→ PROMPT
Extract all lines in the data that contain the word "below".

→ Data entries
━━━━━━━━━━━━━━━━━━━━

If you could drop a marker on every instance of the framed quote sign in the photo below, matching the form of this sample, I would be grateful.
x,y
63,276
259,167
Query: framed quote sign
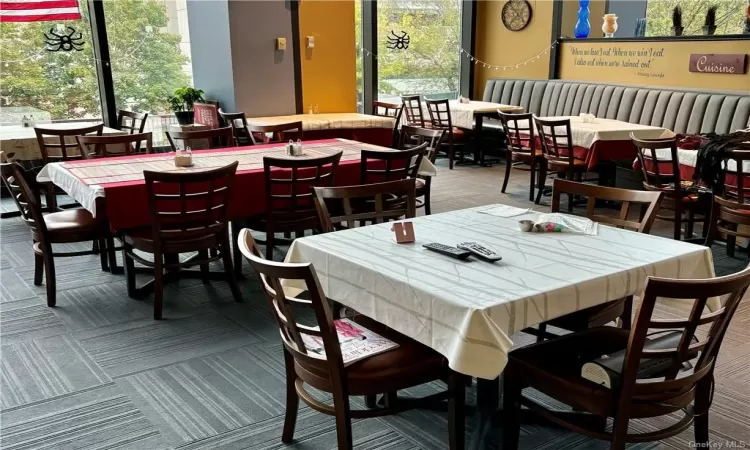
x,y
718,63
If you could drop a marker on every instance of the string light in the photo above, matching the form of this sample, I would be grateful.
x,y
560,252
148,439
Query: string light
x,y
487,65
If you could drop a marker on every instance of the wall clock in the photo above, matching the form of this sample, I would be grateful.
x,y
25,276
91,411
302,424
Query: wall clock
x,y
516,14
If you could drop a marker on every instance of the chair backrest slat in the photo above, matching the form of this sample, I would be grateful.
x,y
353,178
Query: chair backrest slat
x,y
670,386
556,139
412,107
23,187
650,202
91,147
282,132
290,183
440,114
216,138
322,333
412,137
44,136
519,132
238,122
191,205
377,166
660,172
392,200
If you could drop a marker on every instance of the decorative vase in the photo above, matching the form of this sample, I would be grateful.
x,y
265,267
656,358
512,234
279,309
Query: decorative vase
x,y
609,27
185,117
583,27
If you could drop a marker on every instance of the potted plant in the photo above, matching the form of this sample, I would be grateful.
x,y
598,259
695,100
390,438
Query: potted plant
x,y
677,21
182,102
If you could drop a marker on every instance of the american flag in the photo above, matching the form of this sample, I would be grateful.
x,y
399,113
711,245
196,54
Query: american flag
x,y
38,10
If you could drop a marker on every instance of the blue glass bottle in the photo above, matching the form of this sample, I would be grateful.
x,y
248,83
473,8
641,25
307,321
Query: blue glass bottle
x,y
583,27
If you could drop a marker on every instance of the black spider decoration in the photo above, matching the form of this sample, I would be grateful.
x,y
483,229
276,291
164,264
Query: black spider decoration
x,y
396,42
64,42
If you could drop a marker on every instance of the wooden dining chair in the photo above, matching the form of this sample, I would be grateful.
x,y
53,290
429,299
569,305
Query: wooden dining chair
x,y
216,138
91,147
412,108
730,213
281,133
238,122
412,137
132,123
440,119
62,227
521,148
647,204
390,110
290,207
189,214
659,164
59,145
337,206
679,393
377,166
410,364
557,148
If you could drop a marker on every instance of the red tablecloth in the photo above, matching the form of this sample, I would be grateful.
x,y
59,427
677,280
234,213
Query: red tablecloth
x,y
125,203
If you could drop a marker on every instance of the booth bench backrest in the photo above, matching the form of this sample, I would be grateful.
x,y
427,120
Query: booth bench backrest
x,y
682,111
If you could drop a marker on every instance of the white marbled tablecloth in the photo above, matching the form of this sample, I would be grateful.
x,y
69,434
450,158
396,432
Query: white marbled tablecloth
x,y
467,310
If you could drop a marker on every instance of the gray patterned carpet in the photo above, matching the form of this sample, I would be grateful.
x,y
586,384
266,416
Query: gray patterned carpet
x,y
97,372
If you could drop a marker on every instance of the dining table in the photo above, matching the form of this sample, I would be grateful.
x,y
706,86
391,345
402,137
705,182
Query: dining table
x,y
367,128
114,187
471,115
469,310
22,144
603,139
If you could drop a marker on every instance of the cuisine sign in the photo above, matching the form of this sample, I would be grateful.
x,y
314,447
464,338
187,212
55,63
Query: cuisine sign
x,y
718,63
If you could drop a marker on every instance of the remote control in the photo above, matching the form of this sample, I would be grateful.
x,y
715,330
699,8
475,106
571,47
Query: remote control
x,y
447,250
480,251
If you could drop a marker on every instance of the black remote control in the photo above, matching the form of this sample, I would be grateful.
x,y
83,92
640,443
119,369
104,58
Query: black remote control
x,y
447,250
480,251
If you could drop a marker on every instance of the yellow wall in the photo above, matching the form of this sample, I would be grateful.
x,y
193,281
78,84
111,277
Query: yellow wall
x,y
659,63
570,17
329,69
497,45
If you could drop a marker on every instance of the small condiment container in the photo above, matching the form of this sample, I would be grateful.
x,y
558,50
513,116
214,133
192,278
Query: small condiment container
x,y
526,225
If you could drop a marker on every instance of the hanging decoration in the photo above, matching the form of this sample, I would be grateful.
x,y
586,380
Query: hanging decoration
x,y
398,42
39,11
67,41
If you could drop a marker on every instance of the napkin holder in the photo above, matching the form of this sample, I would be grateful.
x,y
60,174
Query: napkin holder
x,y
403,232
587,118
183,159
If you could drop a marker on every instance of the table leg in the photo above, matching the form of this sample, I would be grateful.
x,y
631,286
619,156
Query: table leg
x,y
488,402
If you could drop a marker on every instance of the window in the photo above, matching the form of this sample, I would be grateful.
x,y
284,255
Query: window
x,y
430,64
48,85
359,54
730,16
149,49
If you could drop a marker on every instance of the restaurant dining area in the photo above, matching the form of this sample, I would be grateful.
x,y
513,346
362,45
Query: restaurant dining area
x,y
374,224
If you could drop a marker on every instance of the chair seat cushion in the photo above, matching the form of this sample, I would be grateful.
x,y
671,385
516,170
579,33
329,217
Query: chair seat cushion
x,y
73,225
590,317
410,364
554,368
142,239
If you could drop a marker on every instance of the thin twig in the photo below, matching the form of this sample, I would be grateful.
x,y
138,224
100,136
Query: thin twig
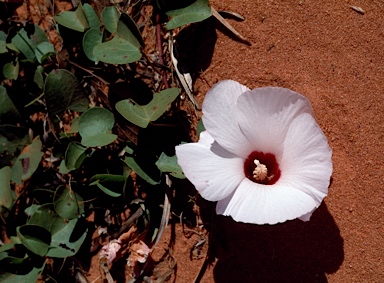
x,y
160,49
88,71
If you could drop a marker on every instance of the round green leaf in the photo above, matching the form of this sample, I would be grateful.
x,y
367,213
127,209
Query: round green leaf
x,y
95,126
38,77
6,195
44,50
98,139
28,43
67,203
3,42
123,48
27,162
6,106
11,71
62,245
62,91
73,20
60,85
35,238
169,164
74,155
196,12
110,17
110,184
92,18
91,38
141,115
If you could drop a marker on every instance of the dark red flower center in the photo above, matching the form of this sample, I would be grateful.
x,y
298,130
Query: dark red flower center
x,y
262,168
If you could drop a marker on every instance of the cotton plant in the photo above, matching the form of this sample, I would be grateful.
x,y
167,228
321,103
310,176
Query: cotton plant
x,y
262,157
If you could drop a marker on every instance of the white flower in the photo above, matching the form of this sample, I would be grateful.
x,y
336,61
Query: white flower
x,y
263,157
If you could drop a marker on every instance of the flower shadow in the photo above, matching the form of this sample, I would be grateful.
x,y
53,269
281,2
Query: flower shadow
x,y
293,251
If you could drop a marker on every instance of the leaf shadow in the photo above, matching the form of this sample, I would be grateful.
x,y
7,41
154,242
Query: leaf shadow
x,y
293,251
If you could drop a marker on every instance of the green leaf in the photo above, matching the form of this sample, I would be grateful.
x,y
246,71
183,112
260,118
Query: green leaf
x,y
11,71
6,194
73,20
130,23
6,105
110,17
27,44
142,115
123,48
104,189
38,77
62,91
61,245
27,162
91,38
112,185
44,50
67,203
169,164
31,277
196,12
35,238
3,42
92,18
74,155
12,140
130,161
200,127
95,126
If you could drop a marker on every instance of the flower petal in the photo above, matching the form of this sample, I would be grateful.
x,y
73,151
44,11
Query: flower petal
x,y
261,204
306,163
264,116
214,171
219,117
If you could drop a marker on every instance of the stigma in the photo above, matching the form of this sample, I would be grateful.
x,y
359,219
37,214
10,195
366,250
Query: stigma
x,y
261,171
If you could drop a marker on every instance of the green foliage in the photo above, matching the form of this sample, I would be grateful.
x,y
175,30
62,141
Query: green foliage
x,y
73,20
110,17
74,157
7,108
168,164
27,162
196,12
6,194
44,92
123,48
67,203
143,115
3,42
92,18
112,185
92,38
11,71
62,92
95,126
35,238
28,44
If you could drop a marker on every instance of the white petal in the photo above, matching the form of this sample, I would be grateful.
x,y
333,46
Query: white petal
x,y
219,117
261,204
214,171
306,163
264,115
306,217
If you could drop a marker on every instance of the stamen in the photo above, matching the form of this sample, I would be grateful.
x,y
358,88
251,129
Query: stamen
x,y
261,172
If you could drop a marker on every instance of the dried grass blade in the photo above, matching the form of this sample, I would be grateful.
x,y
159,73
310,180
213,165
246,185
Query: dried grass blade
x,y
228,26
182,78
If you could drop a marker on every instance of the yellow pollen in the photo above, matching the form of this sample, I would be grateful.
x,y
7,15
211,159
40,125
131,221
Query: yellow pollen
x,y
261,172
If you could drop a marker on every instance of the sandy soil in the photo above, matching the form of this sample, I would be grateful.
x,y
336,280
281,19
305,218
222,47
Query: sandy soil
x,y
334,55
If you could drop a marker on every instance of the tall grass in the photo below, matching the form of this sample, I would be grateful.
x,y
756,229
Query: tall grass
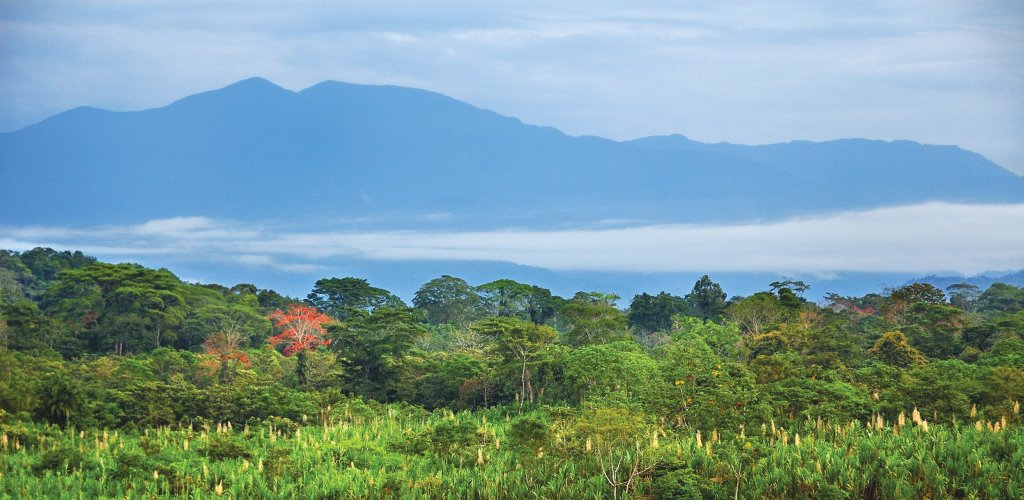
x,y
397,451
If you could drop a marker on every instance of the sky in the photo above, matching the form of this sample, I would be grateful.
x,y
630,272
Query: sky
x,y
935,72
925,238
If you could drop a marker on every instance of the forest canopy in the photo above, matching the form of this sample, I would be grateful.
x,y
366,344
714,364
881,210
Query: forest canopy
x,y
92,345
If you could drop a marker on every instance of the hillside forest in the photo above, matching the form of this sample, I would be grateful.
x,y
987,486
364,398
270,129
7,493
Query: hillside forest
x,y
118,379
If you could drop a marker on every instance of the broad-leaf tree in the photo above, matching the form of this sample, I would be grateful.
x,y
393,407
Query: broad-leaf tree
x,y
301,330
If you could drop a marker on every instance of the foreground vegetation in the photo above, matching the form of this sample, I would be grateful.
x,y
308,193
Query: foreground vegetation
x,y
384,451
115,379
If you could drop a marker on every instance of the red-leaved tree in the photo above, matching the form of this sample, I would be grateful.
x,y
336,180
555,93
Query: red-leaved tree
x,y
301,330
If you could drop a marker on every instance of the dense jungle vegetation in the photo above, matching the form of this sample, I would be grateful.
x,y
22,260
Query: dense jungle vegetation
x,y
117,379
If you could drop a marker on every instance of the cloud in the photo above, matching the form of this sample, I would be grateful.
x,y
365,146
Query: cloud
x,y
936,72
926,238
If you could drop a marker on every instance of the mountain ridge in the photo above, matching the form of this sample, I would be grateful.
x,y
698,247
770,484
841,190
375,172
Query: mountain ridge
x,y
255,150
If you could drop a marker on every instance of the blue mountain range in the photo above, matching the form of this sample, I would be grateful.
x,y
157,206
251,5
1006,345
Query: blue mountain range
x,y
402,157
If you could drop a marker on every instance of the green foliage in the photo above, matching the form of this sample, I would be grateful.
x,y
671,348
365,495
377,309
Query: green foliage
x,y
448,300
98,394
894,349
707,300
224,447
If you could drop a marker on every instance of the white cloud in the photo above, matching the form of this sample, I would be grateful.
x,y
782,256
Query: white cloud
x,y
936,72
926,238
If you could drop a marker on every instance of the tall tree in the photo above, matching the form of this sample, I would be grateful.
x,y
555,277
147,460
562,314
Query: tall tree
x,y
587,321
707,299
964,295
506,298
521,341
649,314
372,347
448,300
338,297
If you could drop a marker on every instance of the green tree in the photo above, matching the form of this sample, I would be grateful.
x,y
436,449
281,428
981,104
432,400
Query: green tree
x,y
964,295
757,314
506,298
372,347
894,349
518,340
339,297
448,300
61,397
588,322
649,314
707,299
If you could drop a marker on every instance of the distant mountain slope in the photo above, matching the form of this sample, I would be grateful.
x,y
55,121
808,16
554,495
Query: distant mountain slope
x,y
981,281
339,151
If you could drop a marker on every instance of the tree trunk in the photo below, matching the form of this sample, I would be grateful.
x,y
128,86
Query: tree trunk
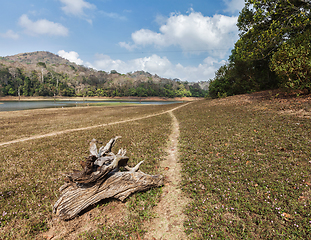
x,y
101,179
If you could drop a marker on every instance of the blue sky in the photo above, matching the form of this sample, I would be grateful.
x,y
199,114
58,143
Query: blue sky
x,y
181,39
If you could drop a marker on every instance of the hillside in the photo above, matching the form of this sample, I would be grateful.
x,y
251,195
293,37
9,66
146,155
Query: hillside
x,y
46,74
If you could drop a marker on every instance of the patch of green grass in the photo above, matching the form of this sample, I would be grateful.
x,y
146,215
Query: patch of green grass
x,y
247,172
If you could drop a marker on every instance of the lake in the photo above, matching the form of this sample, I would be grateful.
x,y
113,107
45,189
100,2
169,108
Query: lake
x,y
24,105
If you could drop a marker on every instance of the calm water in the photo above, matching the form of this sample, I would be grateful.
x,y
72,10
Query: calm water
x,y
24,105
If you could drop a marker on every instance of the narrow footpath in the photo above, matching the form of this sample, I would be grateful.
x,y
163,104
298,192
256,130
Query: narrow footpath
x,y
168,225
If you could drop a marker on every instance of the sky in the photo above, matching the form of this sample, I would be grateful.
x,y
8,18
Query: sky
x,y
183,39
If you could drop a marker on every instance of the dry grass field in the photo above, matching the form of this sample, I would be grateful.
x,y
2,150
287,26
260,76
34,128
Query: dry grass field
x,y
246,168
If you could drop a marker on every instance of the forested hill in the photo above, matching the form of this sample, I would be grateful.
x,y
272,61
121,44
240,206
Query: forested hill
x,y
45,74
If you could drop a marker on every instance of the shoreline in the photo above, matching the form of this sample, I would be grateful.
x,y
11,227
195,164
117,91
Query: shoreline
x,y
58,98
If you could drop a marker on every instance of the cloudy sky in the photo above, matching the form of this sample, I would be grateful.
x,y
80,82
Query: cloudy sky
x,y
181,39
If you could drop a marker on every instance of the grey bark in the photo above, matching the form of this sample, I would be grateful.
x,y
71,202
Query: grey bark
x,y
101,179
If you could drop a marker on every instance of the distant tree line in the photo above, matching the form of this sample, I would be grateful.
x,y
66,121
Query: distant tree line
x,y
15,82
274,49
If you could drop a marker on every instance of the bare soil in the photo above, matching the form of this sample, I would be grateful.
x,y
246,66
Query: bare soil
x,y
170,217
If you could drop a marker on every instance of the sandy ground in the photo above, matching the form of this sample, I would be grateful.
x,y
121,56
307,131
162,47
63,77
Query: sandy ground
x,y
169,223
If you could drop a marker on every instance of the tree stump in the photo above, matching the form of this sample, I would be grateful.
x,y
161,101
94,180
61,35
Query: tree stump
x,y
101,178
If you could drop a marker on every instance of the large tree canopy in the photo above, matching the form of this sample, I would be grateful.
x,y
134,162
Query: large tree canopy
x,y
273,49
265,25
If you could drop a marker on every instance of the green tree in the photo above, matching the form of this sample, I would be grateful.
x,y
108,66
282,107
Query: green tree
x,y
265,25
292,62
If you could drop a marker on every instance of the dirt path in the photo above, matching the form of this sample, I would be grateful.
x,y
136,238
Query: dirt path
x,y
86,128
169,223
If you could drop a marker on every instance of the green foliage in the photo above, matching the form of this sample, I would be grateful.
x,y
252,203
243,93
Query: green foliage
x,y
273,49
41,64
292,62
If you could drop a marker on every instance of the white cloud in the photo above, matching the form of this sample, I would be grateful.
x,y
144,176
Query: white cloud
x,y
9,34
76,7
70,56
192,32
159,65
42,26
113,15
234,6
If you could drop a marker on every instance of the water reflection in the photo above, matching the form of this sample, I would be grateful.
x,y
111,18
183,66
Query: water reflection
x,y
24,105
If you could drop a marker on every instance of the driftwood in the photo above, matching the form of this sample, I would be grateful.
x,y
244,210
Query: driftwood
x,y
101,179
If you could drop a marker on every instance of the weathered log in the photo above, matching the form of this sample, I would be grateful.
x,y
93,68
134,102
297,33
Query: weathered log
x,y
101,179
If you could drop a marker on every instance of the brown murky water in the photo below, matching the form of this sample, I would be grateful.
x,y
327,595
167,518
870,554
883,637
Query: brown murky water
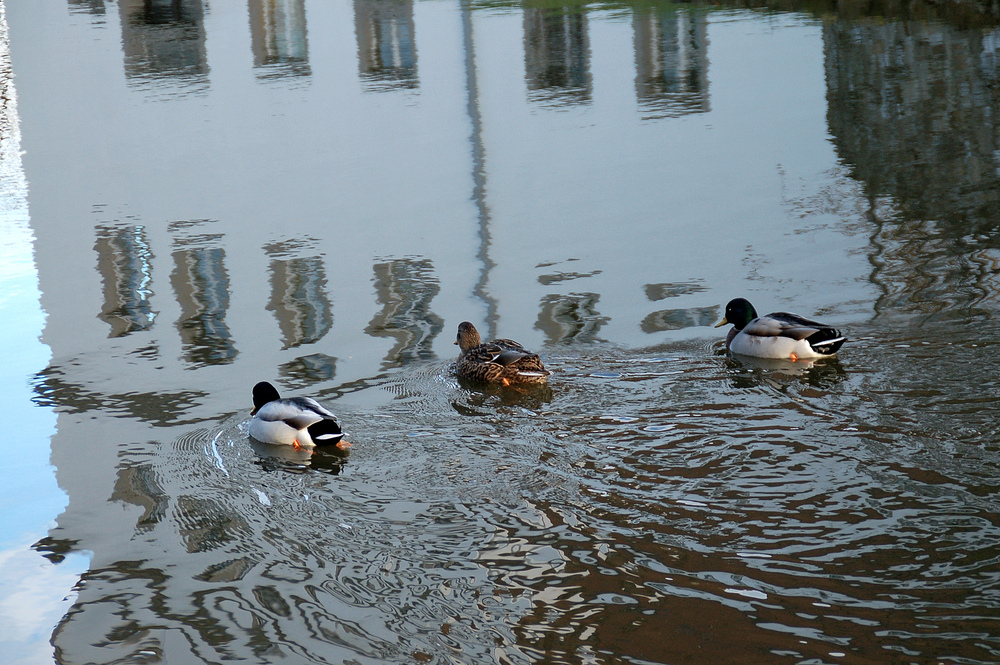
x,y
320,199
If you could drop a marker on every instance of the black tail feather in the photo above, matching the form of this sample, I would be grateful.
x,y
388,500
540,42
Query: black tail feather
x,y
827,341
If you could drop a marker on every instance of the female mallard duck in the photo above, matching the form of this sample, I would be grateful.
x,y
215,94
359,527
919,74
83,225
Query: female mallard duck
x,y
498,361
299,421
777,335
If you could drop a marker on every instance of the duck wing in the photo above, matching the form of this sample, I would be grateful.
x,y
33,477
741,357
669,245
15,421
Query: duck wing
x,y
297,412
823,338
507,344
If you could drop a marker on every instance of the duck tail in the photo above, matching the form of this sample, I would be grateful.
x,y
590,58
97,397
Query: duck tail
x,y
326,432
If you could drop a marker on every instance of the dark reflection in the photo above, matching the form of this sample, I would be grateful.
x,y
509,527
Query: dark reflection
x,y
124,260
405,288
201,286
95,7
570,318
305,371
203,525
557,55
911,107
278,38
328,459
656,292
678,319
299,299
55,549
137,484
557,277
164,40
482,397
158,408
671,60
387,47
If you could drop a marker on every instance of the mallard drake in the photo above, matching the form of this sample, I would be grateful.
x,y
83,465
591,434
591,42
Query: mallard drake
x,y
497,361
777,335
298,421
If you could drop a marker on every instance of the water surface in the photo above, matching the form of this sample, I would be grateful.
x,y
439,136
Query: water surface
x,y
318,193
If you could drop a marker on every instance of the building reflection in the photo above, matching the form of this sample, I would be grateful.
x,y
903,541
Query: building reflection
x,y
912,111
308,370
201,287
278,38
557,55
299,300
677,319
124,260
387,47
671,61
405,288
164,40
570,318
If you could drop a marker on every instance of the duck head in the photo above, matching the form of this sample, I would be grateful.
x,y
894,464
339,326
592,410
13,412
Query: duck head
x,y
739,312
468,336
263,393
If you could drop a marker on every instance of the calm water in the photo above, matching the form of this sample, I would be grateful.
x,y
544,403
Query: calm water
x,y
198,196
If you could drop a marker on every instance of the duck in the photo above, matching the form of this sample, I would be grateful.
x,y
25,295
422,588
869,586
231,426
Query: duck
x,y
777,335
502,361
300,422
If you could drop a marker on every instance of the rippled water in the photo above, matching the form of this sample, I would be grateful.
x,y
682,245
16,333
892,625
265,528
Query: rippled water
x,y
321,199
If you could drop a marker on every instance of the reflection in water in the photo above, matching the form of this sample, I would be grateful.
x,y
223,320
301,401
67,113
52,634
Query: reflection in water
x,y
278,38
912,109
678,319
136,484
124,260
299,300
557,55
201,286
671,61
305,371
387,47
665,290
164,40
570,318
750,372
158,408
95,7
405,288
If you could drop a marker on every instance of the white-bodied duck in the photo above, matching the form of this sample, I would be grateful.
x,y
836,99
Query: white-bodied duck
x,y
777,335
300,422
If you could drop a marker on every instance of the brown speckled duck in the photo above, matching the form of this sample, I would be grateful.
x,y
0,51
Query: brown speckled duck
x,y
501,361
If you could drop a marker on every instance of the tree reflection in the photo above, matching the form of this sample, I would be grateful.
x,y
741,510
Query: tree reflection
x,y
911,107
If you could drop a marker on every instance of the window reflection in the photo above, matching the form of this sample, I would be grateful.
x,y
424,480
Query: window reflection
x,y
671,61
387,48
570,318
405,288
305,371
164,40
124,260
557,55
278,38
299,300
201,286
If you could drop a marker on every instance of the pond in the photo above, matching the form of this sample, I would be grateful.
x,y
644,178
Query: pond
x,y
201,195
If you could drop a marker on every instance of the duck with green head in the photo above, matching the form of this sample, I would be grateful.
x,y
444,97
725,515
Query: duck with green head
x,y
777,335
300,422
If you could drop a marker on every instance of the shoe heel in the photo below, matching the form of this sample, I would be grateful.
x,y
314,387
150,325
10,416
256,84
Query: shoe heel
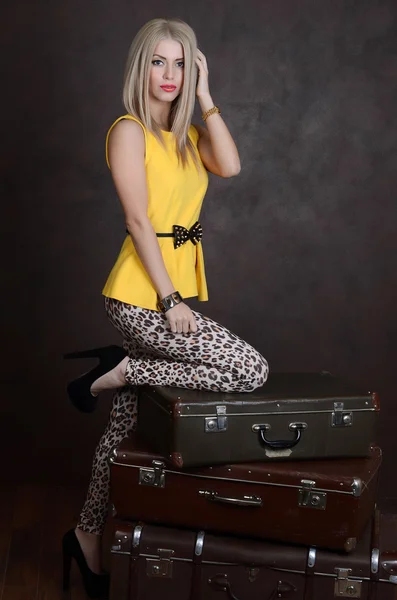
x,y
67,564
93,353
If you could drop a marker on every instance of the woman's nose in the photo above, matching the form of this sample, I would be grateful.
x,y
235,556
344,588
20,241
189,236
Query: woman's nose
x,y
169,72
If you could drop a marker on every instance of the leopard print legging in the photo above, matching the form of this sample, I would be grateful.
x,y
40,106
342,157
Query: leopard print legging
x,y
212,358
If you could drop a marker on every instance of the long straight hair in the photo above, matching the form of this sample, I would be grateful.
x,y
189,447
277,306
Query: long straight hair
x,y
136,81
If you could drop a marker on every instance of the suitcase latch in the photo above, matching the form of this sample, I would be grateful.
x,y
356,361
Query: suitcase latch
x,y
309,498
345,587
153,476
218,423
162,566
341,417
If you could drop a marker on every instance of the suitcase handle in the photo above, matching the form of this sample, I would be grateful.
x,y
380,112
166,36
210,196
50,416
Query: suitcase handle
x,y
279,444
250,501
283,590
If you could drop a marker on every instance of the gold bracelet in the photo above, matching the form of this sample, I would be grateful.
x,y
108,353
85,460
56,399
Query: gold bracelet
x,y
210,112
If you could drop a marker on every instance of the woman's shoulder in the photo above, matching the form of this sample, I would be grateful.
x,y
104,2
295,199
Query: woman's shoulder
x,y
126,132
127,122
194,132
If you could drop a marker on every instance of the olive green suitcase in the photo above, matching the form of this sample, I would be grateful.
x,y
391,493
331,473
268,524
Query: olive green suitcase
x,y
293,416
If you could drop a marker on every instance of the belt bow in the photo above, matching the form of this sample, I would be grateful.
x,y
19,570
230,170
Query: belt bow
x,y
182,235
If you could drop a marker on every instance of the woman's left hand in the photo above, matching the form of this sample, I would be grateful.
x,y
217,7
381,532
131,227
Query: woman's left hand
x,y
202,84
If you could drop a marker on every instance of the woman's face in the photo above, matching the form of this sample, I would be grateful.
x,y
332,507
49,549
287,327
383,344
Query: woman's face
x,y
167,70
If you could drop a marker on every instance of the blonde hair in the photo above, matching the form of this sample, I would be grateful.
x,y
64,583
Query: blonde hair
x,y
136,81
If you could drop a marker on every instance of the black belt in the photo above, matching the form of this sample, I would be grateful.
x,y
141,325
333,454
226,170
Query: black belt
x,y
181,235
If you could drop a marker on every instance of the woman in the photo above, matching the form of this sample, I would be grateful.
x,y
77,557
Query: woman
x,y
159,164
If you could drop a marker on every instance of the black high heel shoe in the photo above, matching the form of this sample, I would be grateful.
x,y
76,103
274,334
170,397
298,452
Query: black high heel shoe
x,y
96,586
79,389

━━━━━━━━━━━━━━━━━━━━

→ THE ANSWER
If you could drop a marker on every instance of the framed quote sign in the photo below, matching the form of this sample, I would be grateful.
If you could drop a marker on every instance of the thin twig in the photo below, matching the form of this sample, I would be grateful.
If you could drop a marker on every instance of the tall grass in the photo below, matching the form of this sample, I would be grateful.
If you could drop a marker on every instance of the tree trunk in the photo below, matching the form of this sample, I would be grateful.
If you could drop a marker on every instance of the brown murky water in the photo below, matching the form of this sample, I would be grateful.
If you could drop a marker on every instance of the shoe heel in the photo below, matching the form of this sample, I would be grateful.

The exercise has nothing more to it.